==== DATA TO USE
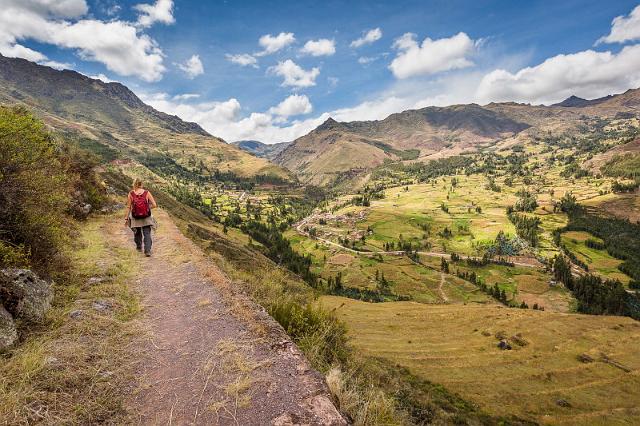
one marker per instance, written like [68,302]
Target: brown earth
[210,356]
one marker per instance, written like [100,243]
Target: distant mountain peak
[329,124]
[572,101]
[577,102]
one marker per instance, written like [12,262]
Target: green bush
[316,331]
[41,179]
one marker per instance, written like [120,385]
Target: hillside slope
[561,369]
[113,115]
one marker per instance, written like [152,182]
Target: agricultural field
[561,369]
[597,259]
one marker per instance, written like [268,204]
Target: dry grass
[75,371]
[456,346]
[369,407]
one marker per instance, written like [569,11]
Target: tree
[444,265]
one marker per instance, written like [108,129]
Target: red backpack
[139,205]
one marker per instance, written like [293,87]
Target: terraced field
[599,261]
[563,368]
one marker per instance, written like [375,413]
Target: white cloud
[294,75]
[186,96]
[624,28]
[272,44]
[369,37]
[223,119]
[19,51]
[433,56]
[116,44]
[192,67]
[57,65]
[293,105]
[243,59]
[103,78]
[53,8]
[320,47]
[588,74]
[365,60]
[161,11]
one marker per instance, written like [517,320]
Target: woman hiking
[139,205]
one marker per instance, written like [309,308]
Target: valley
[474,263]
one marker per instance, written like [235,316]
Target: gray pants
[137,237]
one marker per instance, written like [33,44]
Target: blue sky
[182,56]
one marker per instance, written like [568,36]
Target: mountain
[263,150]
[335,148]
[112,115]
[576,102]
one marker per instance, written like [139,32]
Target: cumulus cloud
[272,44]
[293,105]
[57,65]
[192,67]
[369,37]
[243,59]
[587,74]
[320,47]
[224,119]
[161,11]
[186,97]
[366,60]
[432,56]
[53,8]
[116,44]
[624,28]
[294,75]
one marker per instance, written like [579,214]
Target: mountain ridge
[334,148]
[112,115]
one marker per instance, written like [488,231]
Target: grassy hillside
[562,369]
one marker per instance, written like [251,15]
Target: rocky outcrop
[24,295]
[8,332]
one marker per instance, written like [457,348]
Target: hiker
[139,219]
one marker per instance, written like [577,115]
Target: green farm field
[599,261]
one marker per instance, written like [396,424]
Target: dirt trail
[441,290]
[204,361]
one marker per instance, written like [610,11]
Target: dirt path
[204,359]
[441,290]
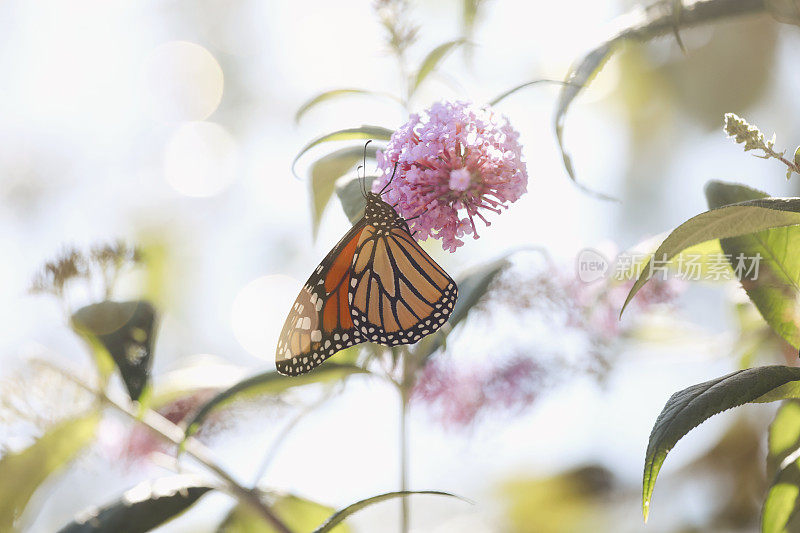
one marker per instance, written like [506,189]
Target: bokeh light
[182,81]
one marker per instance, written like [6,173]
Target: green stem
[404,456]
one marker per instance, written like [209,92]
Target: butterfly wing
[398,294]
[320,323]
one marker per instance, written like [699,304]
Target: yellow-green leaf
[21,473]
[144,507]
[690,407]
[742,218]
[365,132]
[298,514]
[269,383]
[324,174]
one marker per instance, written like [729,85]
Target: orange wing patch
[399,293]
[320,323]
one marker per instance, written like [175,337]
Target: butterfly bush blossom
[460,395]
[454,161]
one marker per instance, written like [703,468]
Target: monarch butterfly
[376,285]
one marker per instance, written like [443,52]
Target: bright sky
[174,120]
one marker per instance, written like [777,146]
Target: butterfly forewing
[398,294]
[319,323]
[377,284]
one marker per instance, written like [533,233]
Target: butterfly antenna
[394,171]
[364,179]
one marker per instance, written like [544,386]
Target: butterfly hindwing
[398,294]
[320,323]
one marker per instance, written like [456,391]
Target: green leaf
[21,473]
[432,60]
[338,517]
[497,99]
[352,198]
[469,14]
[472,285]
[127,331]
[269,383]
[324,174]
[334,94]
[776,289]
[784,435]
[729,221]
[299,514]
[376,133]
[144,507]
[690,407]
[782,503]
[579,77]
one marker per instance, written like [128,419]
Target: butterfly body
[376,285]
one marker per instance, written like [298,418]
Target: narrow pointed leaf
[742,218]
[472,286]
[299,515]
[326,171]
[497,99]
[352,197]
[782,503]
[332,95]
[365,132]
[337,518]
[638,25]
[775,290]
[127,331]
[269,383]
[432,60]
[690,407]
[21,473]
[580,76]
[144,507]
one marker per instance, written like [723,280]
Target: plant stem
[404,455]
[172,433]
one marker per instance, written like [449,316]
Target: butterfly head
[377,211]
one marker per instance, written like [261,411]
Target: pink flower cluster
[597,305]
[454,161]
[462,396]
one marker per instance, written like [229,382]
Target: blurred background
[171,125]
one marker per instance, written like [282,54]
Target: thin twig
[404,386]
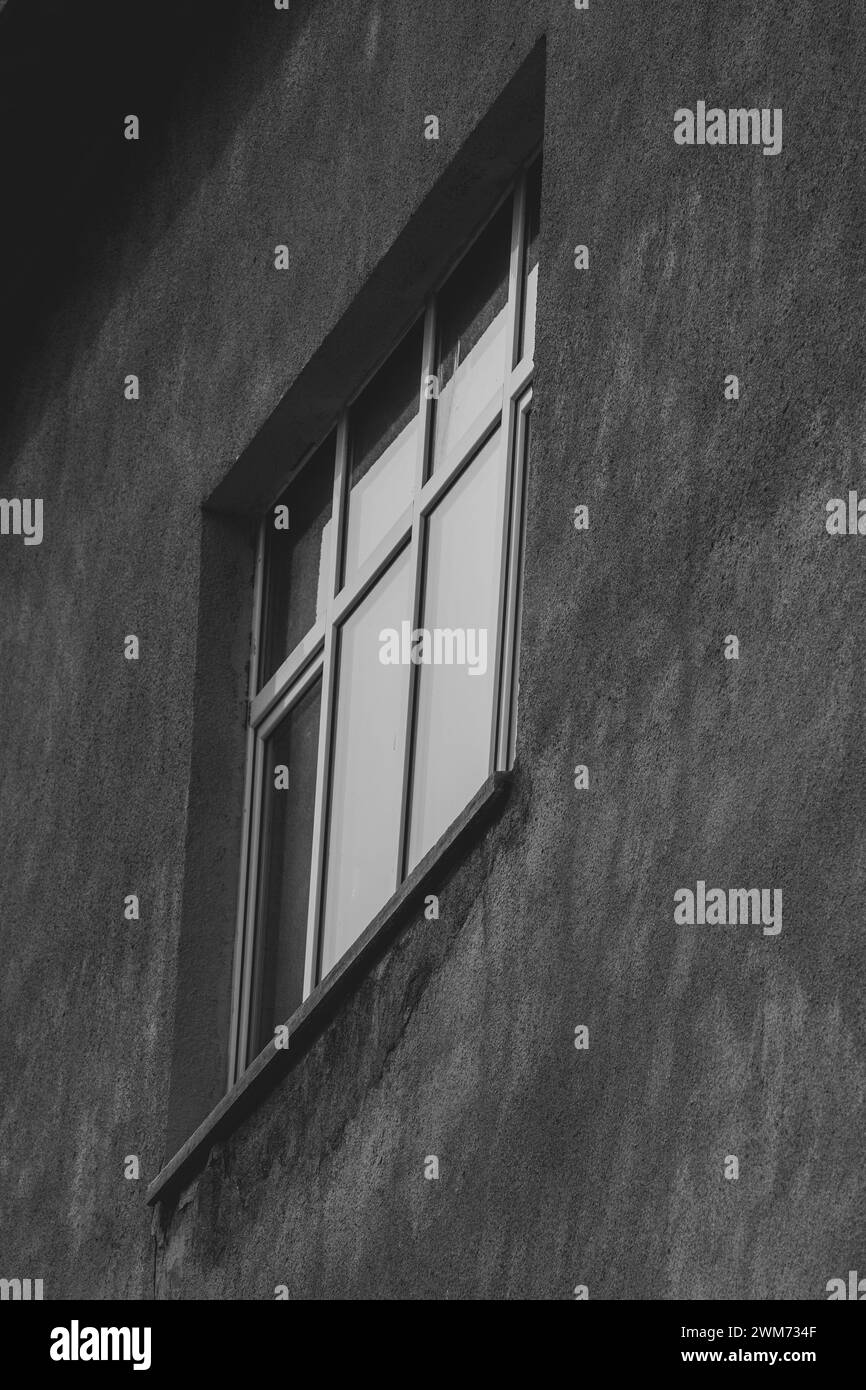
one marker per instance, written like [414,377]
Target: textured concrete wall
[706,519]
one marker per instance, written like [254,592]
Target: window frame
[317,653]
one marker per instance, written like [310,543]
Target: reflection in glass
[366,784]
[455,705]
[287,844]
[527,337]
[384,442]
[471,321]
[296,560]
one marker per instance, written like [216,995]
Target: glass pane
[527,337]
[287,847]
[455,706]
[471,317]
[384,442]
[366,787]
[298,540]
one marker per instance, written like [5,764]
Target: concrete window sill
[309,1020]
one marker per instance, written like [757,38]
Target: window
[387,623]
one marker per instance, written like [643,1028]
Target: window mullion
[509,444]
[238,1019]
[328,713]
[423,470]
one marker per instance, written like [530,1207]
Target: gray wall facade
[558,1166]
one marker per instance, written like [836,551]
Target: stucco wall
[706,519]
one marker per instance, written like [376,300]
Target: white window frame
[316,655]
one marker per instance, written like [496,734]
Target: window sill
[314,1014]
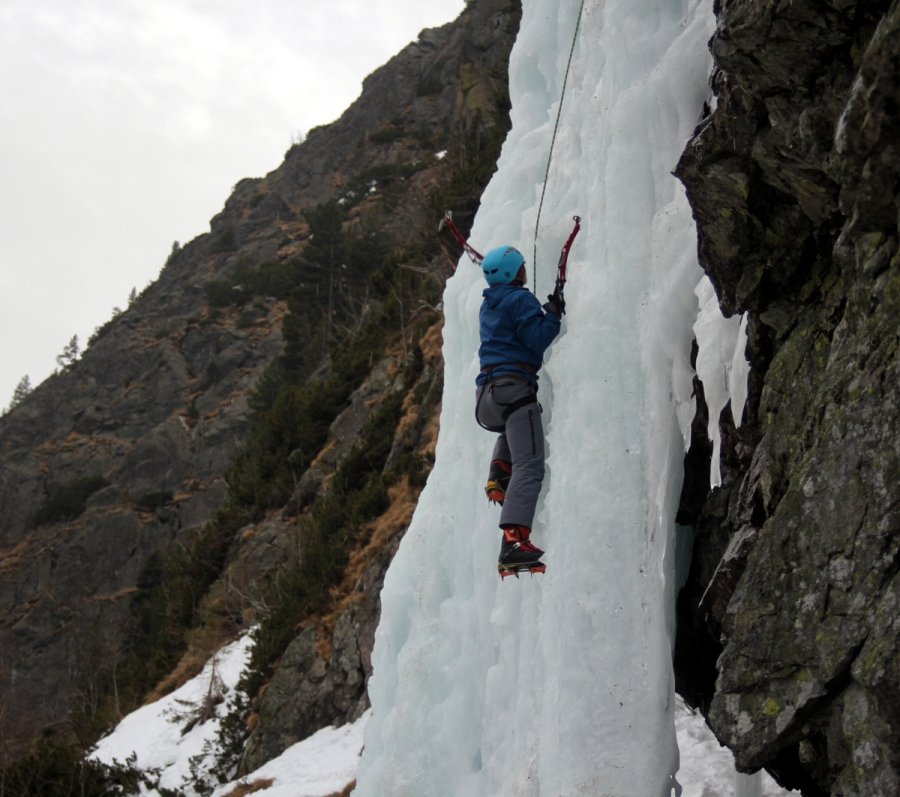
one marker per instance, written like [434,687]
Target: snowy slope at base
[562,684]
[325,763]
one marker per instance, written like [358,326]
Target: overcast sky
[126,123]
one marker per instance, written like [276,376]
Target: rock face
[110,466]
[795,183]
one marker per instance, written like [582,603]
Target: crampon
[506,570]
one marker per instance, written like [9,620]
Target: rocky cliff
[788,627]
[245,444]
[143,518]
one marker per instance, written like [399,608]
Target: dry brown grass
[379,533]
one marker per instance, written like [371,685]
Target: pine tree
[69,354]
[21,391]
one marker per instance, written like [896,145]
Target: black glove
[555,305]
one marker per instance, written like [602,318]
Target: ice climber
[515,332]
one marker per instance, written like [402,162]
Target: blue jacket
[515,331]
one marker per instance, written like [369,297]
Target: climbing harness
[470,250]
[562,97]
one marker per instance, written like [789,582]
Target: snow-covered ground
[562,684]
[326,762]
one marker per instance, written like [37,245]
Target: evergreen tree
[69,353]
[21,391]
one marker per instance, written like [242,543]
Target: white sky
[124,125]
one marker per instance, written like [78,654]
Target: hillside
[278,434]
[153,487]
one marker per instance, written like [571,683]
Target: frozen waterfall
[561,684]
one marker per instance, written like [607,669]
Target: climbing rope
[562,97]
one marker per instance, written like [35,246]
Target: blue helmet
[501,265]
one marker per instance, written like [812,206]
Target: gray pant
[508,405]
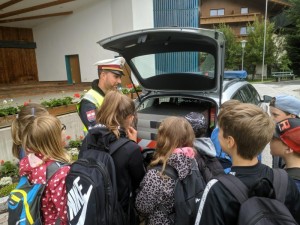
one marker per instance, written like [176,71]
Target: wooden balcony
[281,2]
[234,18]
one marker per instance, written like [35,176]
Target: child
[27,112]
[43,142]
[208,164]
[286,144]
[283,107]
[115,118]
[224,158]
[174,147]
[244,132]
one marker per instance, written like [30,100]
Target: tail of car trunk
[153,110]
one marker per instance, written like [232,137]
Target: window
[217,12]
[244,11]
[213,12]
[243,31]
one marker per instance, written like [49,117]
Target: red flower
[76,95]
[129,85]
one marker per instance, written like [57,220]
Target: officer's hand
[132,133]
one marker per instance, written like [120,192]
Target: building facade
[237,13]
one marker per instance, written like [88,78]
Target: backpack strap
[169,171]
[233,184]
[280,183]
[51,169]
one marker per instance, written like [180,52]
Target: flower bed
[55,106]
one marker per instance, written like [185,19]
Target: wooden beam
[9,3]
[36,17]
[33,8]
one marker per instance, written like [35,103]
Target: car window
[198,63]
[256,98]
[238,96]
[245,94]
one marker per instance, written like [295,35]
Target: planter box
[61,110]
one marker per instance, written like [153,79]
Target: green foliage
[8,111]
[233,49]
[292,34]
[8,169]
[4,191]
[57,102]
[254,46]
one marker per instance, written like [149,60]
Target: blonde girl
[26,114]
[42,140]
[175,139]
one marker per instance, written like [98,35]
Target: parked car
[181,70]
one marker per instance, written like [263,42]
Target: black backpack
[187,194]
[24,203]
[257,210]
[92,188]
========
> WHAT TO PRODUCE: Reproduce the lines of the items word for word, starting at the line that contains "one marker per instance, written like [263,42]" and ending at the last line of the items.

> TASK ANSWER:
one marker per instance, written like [263,42]
Target: black backpack
[187,194]
[24,203]
[257,210]
[92,188]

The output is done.